● **Direction**
In the passage on Bayesian neural networks, copy everything from "# Bayesian Neural" down to "the prior distribution.".
---------- Page text
Bayesian Neural Networks

# Bayesian Neural Networks

## Motivation

Bayesian neural networks are different from plain neural networks in that weights and biases in Bayesian neural networks are interpreted in a probabilistic manner. Instead of finding a point estimation of weights and biases, in Bayesian neural networks, a prior distribution is assigned to the weights and biases, and a posterior distribution is obtained from the data. It relies on the Bayes formula

$p(w|\mathcal{D}) = \frac{p(\mathcal{D}|w)p(w)}{p(\mathcal{D})}$

Here $\mathcal{D}$ is the data, e.g., the input-output pairs of the neural network $\{(x_i, y_i)\}$, $w$ is the weights and biases of the neural network, and $p(w)$ is the prior distribution.
--------------------
---------- Information supplied
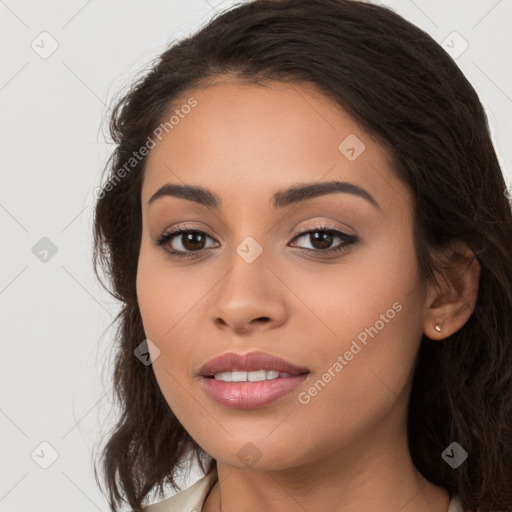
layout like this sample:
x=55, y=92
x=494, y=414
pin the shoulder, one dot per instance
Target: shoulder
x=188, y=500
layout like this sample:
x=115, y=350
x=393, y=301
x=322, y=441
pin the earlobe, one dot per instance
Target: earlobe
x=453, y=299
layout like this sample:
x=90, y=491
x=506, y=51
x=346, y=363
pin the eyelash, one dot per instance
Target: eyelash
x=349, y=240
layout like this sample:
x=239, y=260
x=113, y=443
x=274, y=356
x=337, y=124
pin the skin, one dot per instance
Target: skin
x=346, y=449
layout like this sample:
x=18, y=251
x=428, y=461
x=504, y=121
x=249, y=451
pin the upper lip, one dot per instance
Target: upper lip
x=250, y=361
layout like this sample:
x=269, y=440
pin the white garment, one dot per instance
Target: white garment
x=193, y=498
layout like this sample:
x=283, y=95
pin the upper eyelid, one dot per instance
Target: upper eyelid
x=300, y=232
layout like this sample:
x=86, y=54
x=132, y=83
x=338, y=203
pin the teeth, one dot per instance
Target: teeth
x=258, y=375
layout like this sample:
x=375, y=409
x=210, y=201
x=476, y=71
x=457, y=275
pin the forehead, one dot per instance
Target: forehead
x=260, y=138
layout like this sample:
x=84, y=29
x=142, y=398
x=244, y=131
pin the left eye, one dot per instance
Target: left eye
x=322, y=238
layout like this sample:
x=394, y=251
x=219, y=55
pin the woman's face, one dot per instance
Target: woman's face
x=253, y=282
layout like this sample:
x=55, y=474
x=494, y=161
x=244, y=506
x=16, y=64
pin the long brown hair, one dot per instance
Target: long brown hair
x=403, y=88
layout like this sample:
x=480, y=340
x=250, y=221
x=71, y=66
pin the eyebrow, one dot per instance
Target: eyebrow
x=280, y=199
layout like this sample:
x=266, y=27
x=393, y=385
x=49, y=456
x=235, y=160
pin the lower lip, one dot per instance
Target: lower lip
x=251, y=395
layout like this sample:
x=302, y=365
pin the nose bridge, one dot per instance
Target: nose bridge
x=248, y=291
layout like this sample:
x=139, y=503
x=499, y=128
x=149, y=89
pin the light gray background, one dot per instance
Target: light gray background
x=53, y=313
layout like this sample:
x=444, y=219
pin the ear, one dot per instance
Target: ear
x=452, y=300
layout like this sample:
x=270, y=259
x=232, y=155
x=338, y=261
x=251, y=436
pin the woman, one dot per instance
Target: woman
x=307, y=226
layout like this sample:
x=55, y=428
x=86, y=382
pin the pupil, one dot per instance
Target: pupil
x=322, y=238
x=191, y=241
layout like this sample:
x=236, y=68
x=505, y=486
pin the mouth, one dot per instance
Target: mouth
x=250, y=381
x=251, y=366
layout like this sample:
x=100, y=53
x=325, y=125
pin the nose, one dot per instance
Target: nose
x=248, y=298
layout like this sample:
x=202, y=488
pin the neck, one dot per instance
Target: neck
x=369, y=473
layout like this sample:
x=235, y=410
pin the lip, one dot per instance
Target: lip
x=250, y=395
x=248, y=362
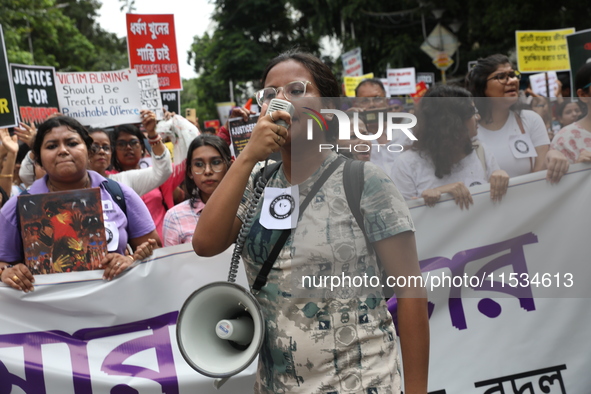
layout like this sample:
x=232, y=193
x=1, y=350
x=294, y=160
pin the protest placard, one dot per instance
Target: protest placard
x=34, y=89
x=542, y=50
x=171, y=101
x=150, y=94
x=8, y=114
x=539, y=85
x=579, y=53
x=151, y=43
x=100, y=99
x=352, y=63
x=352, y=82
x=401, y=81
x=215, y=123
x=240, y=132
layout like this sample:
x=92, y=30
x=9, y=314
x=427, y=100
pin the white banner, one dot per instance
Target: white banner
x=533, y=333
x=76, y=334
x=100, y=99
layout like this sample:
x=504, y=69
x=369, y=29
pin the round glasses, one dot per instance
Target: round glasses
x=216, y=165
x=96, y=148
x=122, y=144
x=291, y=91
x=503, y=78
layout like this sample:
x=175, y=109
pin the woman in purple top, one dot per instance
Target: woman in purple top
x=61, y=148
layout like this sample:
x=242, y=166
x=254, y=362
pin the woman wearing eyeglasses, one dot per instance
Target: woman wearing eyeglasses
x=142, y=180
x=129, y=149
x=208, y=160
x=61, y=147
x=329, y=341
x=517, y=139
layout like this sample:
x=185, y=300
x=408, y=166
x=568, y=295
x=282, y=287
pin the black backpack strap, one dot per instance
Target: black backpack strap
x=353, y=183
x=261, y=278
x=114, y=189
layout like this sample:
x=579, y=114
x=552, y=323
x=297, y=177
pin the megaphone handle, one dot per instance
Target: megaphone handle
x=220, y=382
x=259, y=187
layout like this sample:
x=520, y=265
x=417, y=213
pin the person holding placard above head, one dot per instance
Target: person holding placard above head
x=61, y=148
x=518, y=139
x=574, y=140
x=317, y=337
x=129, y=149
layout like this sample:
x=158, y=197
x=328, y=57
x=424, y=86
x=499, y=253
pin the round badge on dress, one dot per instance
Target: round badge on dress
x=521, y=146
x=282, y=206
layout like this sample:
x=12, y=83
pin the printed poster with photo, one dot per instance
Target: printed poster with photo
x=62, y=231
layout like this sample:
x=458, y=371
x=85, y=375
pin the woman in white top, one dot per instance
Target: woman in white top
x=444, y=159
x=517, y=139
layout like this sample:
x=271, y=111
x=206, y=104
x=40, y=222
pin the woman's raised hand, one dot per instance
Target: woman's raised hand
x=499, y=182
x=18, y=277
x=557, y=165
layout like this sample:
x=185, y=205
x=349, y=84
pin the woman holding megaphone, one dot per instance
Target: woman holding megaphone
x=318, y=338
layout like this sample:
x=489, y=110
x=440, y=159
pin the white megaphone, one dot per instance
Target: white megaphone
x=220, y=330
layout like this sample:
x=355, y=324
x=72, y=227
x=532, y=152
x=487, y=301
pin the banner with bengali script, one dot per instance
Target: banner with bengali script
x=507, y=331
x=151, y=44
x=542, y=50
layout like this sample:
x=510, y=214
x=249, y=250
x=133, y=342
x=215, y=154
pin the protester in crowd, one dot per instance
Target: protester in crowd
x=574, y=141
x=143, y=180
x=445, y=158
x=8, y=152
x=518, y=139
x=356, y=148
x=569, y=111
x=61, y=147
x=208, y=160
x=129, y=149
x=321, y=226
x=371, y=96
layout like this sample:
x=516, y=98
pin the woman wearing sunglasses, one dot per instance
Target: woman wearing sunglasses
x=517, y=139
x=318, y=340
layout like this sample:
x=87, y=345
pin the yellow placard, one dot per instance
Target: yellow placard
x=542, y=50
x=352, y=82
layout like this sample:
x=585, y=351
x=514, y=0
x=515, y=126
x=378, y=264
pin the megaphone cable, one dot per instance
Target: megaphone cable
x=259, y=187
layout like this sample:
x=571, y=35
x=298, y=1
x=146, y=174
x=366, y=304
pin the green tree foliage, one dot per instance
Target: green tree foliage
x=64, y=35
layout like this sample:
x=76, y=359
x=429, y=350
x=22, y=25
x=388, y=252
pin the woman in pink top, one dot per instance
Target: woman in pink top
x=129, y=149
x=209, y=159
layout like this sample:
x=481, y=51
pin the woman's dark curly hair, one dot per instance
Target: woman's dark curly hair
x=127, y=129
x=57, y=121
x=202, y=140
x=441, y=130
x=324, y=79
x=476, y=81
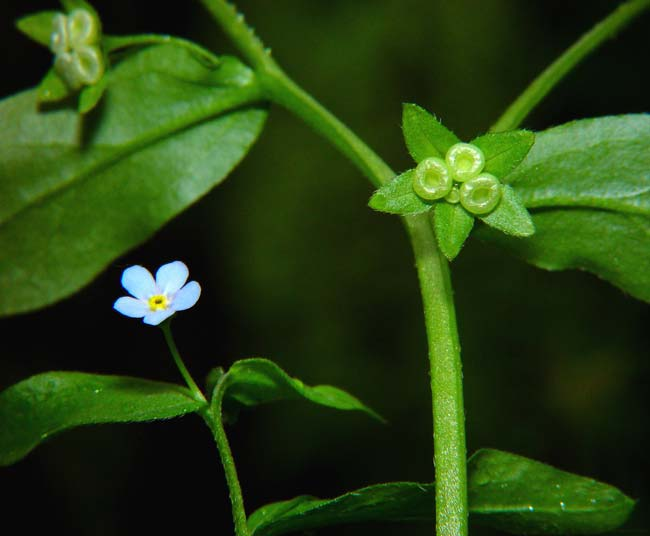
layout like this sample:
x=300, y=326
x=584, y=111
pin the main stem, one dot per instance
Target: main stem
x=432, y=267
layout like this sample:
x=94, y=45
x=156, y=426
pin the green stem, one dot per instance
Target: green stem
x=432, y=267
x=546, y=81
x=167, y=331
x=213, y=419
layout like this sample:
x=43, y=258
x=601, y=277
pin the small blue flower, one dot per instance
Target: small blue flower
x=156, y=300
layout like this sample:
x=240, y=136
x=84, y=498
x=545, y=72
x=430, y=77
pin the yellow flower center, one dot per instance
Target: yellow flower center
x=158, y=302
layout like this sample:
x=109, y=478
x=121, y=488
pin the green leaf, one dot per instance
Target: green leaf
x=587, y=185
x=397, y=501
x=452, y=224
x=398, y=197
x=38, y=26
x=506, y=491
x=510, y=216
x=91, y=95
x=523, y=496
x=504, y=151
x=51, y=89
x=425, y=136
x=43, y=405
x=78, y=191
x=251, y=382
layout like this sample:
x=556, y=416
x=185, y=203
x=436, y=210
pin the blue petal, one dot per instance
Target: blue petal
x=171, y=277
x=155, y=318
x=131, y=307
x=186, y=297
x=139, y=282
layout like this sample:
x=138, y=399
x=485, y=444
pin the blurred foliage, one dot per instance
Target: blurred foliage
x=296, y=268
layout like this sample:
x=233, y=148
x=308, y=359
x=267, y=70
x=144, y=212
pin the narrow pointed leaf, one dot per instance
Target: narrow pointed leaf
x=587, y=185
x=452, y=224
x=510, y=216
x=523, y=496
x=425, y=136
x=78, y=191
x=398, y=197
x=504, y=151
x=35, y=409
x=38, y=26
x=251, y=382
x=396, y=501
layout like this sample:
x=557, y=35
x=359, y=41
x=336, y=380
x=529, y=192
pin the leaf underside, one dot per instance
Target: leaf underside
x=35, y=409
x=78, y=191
--------------------
● **Full solution**
# Bayesian Neural Networks

## Motivation

Bayesian neural networks are different from plain neural networks in that weights and biases in Bayesian neural networks are interpreted in a probabilistic manner. Instead of finding a point estimation of weights and biases, in Bayesian neural networks, a prior distribution is assigned to the weights and biases, and a posterior distribution is obtained from the data. It relies on the Bayes formula

$p(w|\mathcal{D}) = \frac{p(\mathcal{D}|w)p(w)}{p(\mathcal{D})}$

Here $\mathcal{D}$ is the data, e.g., the input-output pairs of the neural network $\{(x_i, y_i)\}$, $w$ is the weights and biases of the neural network, and $p(w)$ is the prior distribution.